| Exercise |
Please output every record below exactly as written, leaving out any pictures.

◆ ◆ ◆

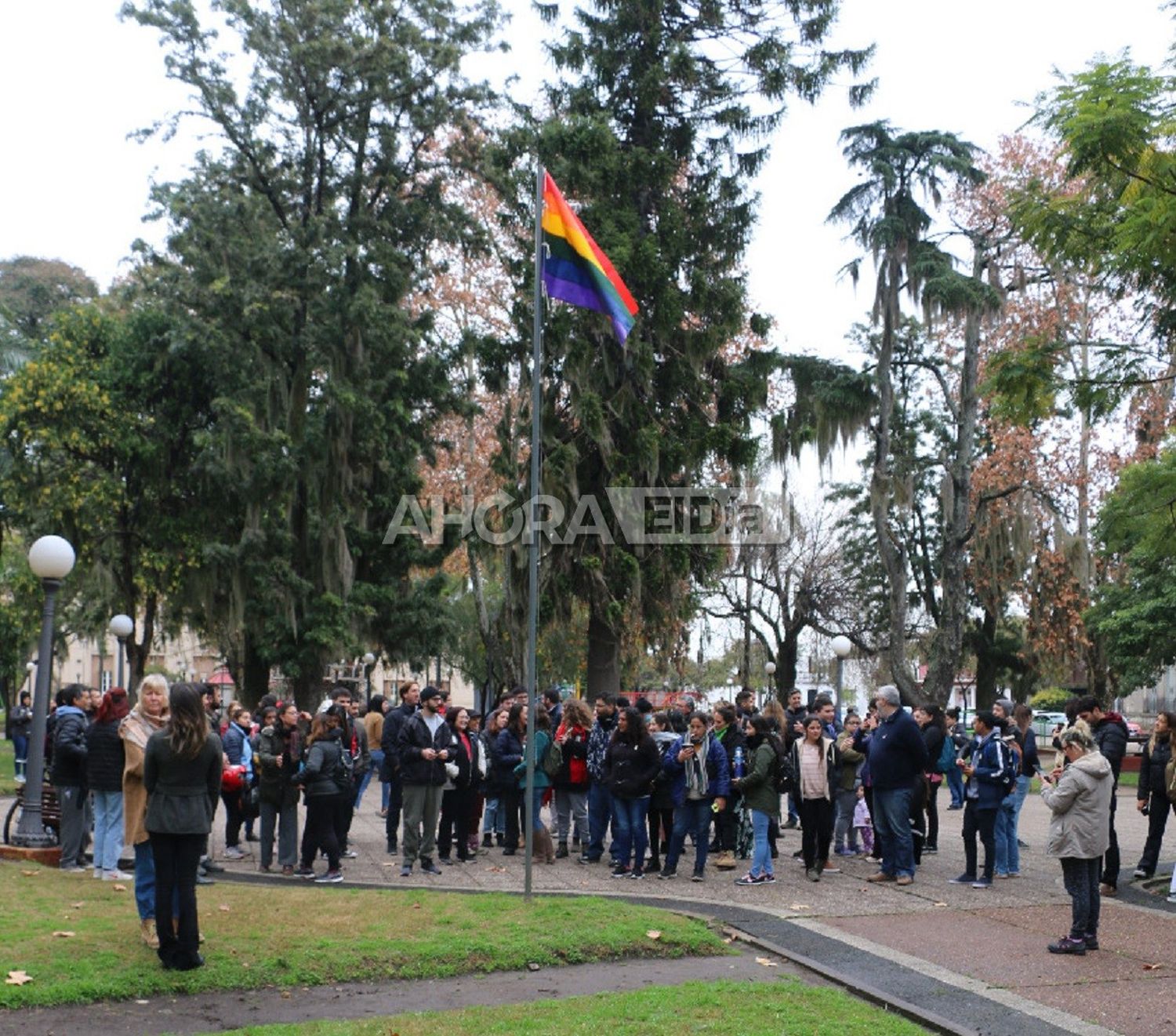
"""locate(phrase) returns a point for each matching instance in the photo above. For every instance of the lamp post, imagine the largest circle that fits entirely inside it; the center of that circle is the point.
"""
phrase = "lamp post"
(368, 662)
(841, 648)
(122, 626)
(52, 558)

◆ ◆ ◆

| Reply to the task |
"""locate(phrase) returns a point for each matching instance in the photo above. For every instance of the lamp post, imagine the largest circle that fits entirely inside it; the center of that circle is the point.
"""
phrase = "lamp post"
(368, 662)
(841, 648)
(122, 626)
(52, 558)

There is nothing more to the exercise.